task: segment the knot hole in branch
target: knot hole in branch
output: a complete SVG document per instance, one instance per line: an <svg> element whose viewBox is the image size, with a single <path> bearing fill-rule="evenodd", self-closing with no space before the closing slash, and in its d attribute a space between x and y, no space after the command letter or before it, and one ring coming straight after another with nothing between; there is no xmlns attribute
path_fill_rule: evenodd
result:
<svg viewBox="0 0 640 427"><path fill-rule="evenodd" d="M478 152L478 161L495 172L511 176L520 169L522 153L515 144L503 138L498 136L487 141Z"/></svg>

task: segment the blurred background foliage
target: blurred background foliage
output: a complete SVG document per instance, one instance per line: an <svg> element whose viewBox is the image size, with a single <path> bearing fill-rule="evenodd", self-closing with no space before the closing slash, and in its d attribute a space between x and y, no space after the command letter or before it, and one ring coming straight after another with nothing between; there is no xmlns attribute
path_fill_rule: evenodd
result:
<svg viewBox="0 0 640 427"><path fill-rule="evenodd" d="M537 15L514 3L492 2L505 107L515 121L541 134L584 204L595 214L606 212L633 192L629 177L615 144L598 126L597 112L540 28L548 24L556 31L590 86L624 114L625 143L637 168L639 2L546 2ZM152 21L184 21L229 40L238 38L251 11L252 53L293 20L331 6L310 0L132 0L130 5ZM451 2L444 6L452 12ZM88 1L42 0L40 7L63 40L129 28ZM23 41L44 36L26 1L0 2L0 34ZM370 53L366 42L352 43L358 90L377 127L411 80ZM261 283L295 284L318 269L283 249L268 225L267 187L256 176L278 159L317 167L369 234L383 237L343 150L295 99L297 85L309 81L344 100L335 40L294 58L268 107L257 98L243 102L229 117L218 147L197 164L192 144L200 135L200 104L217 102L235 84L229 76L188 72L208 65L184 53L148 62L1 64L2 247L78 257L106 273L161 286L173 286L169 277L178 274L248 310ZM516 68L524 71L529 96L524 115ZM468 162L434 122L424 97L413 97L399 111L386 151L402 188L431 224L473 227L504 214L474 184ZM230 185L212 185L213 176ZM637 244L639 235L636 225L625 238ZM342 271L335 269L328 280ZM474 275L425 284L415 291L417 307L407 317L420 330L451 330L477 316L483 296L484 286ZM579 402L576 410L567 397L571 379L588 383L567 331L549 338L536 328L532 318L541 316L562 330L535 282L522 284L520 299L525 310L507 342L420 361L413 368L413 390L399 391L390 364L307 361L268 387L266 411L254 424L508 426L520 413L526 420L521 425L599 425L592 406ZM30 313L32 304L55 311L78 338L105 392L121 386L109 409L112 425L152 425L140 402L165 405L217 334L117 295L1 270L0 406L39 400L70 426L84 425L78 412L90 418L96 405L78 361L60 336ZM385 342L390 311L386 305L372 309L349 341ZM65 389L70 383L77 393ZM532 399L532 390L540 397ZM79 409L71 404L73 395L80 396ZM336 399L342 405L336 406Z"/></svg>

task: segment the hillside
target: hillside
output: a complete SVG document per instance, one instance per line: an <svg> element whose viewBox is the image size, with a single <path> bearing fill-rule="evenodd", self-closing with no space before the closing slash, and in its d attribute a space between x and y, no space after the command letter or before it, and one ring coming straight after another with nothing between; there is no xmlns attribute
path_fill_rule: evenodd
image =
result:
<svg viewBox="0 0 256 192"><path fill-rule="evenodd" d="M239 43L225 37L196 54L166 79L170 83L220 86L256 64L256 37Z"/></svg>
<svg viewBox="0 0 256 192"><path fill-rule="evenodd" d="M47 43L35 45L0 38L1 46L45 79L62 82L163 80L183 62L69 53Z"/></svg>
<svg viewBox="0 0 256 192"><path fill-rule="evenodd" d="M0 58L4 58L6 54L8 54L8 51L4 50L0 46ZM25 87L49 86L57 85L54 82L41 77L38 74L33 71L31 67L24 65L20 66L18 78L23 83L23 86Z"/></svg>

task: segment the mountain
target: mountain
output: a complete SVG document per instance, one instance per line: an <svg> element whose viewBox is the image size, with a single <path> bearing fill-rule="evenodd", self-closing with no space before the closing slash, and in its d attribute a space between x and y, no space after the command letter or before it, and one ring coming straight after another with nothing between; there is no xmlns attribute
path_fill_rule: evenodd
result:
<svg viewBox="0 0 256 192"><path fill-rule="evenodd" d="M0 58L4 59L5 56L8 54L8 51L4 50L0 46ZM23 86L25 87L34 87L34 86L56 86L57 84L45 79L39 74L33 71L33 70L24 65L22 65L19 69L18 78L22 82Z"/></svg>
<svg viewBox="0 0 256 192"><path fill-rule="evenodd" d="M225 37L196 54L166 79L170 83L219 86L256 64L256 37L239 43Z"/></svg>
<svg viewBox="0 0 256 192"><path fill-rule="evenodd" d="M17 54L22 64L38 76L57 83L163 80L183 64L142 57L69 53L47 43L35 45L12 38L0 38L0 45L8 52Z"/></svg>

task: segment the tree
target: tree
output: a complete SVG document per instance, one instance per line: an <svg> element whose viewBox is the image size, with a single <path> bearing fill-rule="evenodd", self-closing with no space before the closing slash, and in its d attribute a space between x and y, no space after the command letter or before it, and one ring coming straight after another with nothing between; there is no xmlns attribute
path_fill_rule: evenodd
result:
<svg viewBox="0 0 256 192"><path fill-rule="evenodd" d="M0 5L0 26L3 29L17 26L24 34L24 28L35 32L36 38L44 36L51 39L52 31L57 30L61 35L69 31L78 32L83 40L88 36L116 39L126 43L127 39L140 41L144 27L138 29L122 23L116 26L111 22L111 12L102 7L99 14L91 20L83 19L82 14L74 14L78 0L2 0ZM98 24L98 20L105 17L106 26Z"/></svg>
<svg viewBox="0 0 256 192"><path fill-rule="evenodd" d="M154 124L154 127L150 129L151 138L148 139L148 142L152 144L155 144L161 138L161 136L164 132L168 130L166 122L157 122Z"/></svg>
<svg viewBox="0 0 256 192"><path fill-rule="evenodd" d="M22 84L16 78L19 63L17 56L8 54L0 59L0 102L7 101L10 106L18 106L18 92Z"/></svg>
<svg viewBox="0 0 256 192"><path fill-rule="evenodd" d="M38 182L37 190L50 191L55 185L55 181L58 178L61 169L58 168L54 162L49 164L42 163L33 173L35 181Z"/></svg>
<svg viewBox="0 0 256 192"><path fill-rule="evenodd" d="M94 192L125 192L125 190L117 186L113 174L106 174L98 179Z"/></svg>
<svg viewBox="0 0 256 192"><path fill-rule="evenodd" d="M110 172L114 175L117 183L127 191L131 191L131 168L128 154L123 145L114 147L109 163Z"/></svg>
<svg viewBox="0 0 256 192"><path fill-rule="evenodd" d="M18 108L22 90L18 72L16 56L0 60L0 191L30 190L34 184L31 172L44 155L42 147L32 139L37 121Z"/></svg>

→ Given exercise:
Revise the entries above so that every occurrence of "knot hole" reads "knothole". Leave everything else unchanged.

→ Final answer:
task: segment the knothole in branch
target: knothole in branch
output: a complete SVG document per instance, one instance per line: an <svg> element whose viewBox is the image size, with a single <path> bearing fill-rule="evenodd", self-closing with no space before the closing slash, and in its d attribute a space between x and y, no space after the command letter or before it, and one ring coming straight after another with nothing between; there is no xmlns attribute
path_fill_rule: evenodd
result:
<svg viewBox="0 0 640 427"><path fill-rule="evenodd" d="M478 152L478 161L495 172L511 176L520 169L522 153L515 144L503 138L498 136L487 141Z"/></svg>

task: segment the blurred background foliage
target: blurred background foliage
output: a complete SVG document per instance, one instance per line: an <svg> element whose viewBox is the image size, with a single <path> bearing fill-rule="evenodd", self-closing with no space before the closing slash, and in its d attribute a space between x and y, no space after the command letter or before it, and one ring coming straight after another with nothing between; there is no xmlns attribute
path_fill_rule: evenodd
result:
<svg viewBox="0 0 640 427"><path fill-rule="evenodd" d="M537 15L514 3L492 2L505 107L515 121L541 134L584 204L595 214L606 212L633 192L629 177L615 144L598 126L597 112L540 28L548 24L556 31L590 86L624 114L625 143L637 168L639 2L546 2ZM152 21L184 21L229 40L238 38L251 11L252 53L293 20L331 6L310 0L132 0L130 5ZM451 2L444 6L452 12ZM88 1L42 0L40 7L63 40L129 28ZM23 41L44 36L26 1L0 2L0 34ZM370 53L366 42L352 43L358 90L377 127L411 80ZM261 283L295 284L318 269L283 249L268 225L267 187L256 176L278 159L317 167L369 234L383 237L343 150L295 99L297 85L309 81L344 100L335 40L294 58L268 107L257 98L243 102L229 117L218 147L197 164L192 144L200 135L200 104L217 102L235 84L229 76L188 72L208 65L184 53L148 62L1 64L2 247L78 257L106 273L161 286L173 286L169 277L178 274L248 310ZM516 68L524 71L529 96L524 115ZM468 162L434 122L424 97L413 97L399 111L386 151L402 188L431 224L473 227L504 214L474 184ZM230 185L212 185L213 176ZM637 244L639 235L636 225L625 238ZM342 271L335 269L328 280ZM474 275L425 284L415 291L417 307L407 317L420 330L451 330L477 316L483 296L484 286ZM579 402L576 410L567 397L571 379L588 383L567 331L549 338L536 328L532 318L541 316L562 330L535 282L522 284L520 299L525 310L507 342L420 361L413 368L413 390L399 391L390 364L307 361L268 387L266 411L254 424L508 426L520 413L526 420L521 425L599 425L592 406ZM30 313L32 304L55 311L78 338L105 392L121 386L109 409L112 425L152 425L140 402L165 405L217 334L117 295L1 270L0 406L39 400L70 426L84 425L78 412L90 418L96 405L78 361L60 336ZM385 342L390 311L386 305L372 309L349 341ZM65 389L70 383L77 393ZM532 399L532 390L540 397ZM79 409L71 404L73 395L80 396ZM336 399L342 405L336 406Z"/></svg>

task: segment the hillside
target: hillside
output: a complete SVG document per instance, one instance per line: an <svg> element whose viewBox is the image size, with a single <path> bearing fill-rule="evenodd", self-closing with no space before the closing slash, and in its d attribute a space between x and y, no space after the command letter or before it, and one ring coming straight after another with nothing between; there is no xmlns attribute
path_fill_rule: evenodd
image =
result:
<svg viewBox="0 0 256 192"><path fill-rule="evenodd" d="M239 43L225 37L196 54L166 79L170 83L220 86L256 64L256 37Z"/></svg>
<svg viewBox="0 0 256 192"><path fill-rule="evenodd" d="M47 43L35 45L0 38L1 46L45 79L62 82L163 80L183 62L69 53Z"/></svg>
<svg viewBox="0 0 256 192"><path fill-rule="evenodd" d="M0 58L4 58L6 54L8 54L8 51L4 50L0 46ZM25 87L49 86L57 85L54 82L41 77L38 74L33 71L31 67L24 65L20 66L18 78L23 83L23 86Z"/></svg>

task: segment the mountain
target: mountain
output: a complete SVG document per instance, one instance per line: an <svg> element whose viewBox is the image size, with a single <path> bearing fill-rule="evenodd", self-closing with no space before the closing slash, and in its d attribute a space between x and y, no space after the command letter or before it, and one ring coming straight after another with nothing between; there is no xmlns attribute
path_fill_rule: evenodd
result:
<svg viewBox="0 0 256 192"><path fill-rule="evenodd" d="M0 58L4 59L5 56L8 54L8 51L4 50L0 46ZM23 86L25 87L34 87L34 86L56 86L57 84L45 79L39 74L33 71L33 70L24 65L22 65L19 69L18 78L22 82Z"/></svg>
<svg viewBox="0 0 256 192"><path fill-rule="evenodd" d="M225 37L196 54L166 79L170 83L219 86L256 64L256 37L239 43Z"/></svg>
<svg viewBox="0 0 256 192"><path fill-rule="evenodd" d="M17 54L22 64L38 76L57 83L163 80L183 64L142 57L69 53L47 43L35 45L12 38L0 38L0 45L8 52Z"/></svg>

task: segment the tree
target: tree
output: a complete SVG document per instance, one instance per line: an <svg> element whose viewBox is the image size, with a single <path> bearing fill-rule="evenodd", self-closing with no space before the closing slash, and in its d attribute a space between x and y, no space after the command letter or before it, and one ring coming straight after another with nothing between; there is no xmlns attribute
path_fill_rule: evenodd
result:
<svg viewBox="0 0 256 192"><path fill-rule="evenodd" d="M0 5L0 26L3 29L17 26L24 34L24 28L35 32L36 38L44 36L51 39L52 31L57 30L61 35L69 31L78 32L83 40L88 36L116 39L126 43L127 39L140 41L144 27L138 29L122 23L116 26L111 22L111 12L102 7L99 14L91 20L83 19L82 14L74 14L78 0L2 0ZM98 24L98 20L105 17L106 26Z"/></svg>
<svg viewBox="0 0 256 192"><path fill-rule="evenodd" d="M154 124L154 127L150 129L151 138L148 139L148 142L152 144L155 144L161 138L161 136L164 132L168 130L166 122L157 122Z"/></svg>
<svg viewBox="0 0 256 192"><path fill-rule="evenodd" d="M22 84L16 78L19 63L17 56L8 54L0 59L0 102L7 101L10 106L18 106L18 92Z"/></svg>
<svg viewBox="0 0 256 192"><path fill-rule="evenodd" d="M38 182L37 190L50 191L55 185L55 181L58 178L61 169L58 168L54 162L49 164L42 163L33 173L35 181Z"/></svg>
<svg viewBox="0 0 256 192"><path fill-rule="evenodd" d="M94 192L125 192L125 190L117 186L113 174L106 174L98 179Z"/></svg>
<svg viewBox="0 0 256 192"><path fill-rule="evenodd" d="M110 172L114 175L117 183L127 191L131 191L131 168L128 154L123 145L114 147L109 163Z"/></svg>
<svg viewBox="0 0 256 192"><path fill-rule="evenodd" d="M18 108L22 90L18 72L16 56L0 60L0 191L30 190L34 184L31 172L44 155L42 147L32 139L37 121Z"/></svg>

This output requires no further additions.